> _REQUIREMENT 1_: Count the lines in the entries below that contain the string "dish", and reply with only that number.

> _READING PASSAGE_:
-=-=-=-=-

Jean-Marc Pelletier's icon

We have been doing some work here (IAMAS) with blink detection and I've devised a number of patches for head tracking, eye detection and blink detection that work fairly well using only standard cv.jit objects. I've included one of the better patches below. It works well with dark eyes, but I think blue-eyed people might be its weakness. Unfortunately, being in Japan, I don't have access to a whole lot of blue eyes for testing!

cv.jit.faces is for face detection and ideally once a face is detected, it is better to use another method for tracking. Here, using the bounding box returned by cv.jit.faces, I make a rough guess as to the eyes' positions. I then initialize cv.jit.track to features in that area and then track the face that way. The eyes are a feature-rich region of the face and are easy to track solidly.

-=-=-=-=-

> _INPUT FOR THIS TASK_:
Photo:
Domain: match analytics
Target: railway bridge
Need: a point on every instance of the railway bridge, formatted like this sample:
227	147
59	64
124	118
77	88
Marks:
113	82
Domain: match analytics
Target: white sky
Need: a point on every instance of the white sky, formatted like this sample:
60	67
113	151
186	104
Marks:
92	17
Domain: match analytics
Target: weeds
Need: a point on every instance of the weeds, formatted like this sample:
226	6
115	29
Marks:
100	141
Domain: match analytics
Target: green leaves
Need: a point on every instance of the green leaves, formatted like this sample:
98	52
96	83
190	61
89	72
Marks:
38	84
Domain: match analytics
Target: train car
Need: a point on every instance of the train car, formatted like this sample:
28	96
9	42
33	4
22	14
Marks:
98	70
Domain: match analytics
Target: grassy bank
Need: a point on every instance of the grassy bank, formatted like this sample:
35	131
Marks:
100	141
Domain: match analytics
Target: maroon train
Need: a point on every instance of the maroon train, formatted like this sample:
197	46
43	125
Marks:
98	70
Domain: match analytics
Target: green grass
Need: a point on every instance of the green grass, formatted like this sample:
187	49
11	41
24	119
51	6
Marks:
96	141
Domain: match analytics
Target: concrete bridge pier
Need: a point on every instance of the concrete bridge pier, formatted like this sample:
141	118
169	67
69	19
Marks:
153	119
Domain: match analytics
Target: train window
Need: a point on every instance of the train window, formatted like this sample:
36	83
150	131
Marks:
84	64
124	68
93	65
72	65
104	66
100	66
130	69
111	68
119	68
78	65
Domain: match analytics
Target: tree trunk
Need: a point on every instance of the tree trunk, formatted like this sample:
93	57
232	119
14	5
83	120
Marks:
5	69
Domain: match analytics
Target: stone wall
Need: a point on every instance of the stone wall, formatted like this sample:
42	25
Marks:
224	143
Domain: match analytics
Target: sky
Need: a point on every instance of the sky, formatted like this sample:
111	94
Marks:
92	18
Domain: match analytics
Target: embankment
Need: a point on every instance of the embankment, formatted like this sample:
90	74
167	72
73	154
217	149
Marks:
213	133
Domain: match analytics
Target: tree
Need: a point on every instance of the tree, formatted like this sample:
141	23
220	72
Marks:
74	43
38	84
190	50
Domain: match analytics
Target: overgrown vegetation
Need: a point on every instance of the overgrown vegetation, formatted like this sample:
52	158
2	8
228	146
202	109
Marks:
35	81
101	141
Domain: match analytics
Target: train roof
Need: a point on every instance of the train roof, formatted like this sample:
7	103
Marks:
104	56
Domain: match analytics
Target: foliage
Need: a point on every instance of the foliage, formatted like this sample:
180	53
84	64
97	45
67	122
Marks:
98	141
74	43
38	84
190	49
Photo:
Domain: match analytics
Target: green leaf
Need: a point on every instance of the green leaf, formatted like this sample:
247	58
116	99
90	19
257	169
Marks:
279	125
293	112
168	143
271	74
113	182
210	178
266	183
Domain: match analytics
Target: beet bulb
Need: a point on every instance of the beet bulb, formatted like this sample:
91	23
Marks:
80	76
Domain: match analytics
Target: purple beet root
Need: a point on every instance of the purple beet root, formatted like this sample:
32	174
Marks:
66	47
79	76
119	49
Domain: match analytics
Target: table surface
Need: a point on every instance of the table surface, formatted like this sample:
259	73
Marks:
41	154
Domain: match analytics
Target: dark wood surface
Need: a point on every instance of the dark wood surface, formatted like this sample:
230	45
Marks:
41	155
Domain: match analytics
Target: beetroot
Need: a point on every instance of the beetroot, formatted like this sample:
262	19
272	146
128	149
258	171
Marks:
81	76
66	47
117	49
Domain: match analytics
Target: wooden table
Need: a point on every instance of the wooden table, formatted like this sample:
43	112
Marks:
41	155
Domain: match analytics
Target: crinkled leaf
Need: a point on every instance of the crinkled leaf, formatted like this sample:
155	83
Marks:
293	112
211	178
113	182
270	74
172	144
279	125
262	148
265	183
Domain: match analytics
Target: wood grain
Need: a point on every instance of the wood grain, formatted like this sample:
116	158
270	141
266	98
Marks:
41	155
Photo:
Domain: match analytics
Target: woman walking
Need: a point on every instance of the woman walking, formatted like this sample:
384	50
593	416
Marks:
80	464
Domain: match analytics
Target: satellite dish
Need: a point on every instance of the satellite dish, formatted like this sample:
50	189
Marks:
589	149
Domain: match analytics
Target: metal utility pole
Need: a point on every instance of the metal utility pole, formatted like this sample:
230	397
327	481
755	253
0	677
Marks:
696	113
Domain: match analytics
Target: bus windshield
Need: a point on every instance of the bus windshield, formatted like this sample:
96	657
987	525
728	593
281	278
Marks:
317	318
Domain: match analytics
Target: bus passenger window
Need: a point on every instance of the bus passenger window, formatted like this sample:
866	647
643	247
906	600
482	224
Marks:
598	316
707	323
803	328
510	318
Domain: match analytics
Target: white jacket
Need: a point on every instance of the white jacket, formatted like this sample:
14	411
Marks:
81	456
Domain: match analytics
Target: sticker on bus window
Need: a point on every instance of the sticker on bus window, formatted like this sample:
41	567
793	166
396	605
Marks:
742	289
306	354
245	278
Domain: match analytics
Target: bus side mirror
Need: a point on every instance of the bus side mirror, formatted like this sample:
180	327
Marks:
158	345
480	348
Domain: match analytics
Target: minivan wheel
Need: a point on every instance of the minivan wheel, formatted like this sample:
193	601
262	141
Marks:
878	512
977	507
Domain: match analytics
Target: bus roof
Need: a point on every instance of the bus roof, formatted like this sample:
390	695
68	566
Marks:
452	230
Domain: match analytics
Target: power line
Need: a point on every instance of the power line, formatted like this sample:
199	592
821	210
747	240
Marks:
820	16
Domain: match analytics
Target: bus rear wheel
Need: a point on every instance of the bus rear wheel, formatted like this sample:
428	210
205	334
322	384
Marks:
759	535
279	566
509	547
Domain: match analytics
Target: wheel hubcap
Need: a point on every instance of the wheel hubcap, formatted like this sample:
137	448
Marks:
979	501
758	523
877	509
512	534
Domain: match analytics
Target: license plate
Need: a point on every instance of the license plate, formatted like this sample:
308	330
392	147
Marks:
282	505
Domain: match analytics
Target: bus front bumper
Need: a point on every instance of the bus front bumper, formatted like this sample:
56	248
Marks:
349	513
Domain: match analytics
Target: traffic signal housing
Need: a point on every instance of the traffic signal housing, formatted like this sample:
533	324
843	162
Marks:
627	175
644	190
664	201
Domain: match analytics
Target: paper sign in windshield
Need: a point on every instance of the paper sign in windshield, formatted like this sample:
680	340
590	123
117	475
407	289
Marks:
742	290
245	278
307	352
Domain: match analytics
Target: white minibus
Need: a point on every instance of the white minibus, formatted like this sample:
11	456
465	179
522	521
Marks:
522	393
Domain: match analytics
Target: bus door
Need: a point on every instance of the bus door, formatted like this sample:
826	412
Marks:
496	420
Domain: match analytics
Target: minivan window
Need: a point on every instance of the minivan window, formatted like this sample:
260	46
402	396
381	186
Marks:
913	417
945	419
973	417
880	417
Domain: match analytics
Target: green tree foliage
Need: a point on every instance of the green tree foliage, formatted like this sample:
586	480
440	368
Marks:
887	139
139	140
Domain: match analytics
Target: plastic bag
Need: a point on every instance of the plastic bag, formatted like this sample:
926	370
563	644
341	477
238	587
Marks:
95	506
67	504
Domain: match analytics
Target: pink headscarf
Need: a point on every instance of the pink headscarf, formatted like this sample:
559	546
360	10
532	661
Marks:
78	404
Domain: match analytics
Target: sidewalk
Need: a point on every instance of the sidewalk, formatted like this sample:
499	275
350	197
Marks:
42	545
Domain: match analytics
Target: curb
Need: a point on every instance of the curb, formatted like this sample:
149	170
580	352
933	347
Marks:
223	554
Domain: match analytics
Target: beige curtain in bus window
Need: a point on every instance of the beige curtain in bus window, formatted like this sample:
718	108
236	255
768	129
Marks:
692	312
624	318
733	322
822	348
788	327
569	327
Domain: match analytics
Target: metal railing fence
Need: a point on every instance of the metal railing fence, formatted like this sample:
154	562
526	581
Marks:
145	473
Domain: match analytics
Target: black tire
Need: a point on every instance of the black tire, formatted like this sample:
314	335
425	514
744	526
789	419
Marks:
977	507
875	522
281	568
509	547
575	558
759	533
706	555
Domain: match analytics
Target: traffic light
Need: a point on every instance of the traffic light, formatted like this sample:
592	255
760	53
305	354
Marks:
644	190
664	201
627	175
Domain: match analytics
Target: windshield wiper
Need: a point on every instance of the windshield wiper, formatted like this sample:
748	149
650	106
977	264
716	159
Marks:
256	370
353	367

-=-=-=-=-

> _REQUIREMENT 2_: In the post on blink detection, what does the writer use to make a rough guess at where the eyes are?

> _TASK ANSWER 1_: 2

> _TASK ANSWER 2_: The bounding box returned by cv.jit.faces.